→ **GOAL**: Please reproduce the following lines word for word.

::: DATA PROVIDED :::

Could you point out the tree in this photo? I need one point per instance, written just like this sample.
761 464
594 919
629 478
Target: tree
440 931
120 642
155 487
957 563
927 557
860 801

:::

→ **ANSWER**:
Could you point out the tree in this photo? I need one point per instance, written just like this sample.
761 464
594 919
629 478
Target: tree
440 931
120 642
155 487
957 563
927 557
860 801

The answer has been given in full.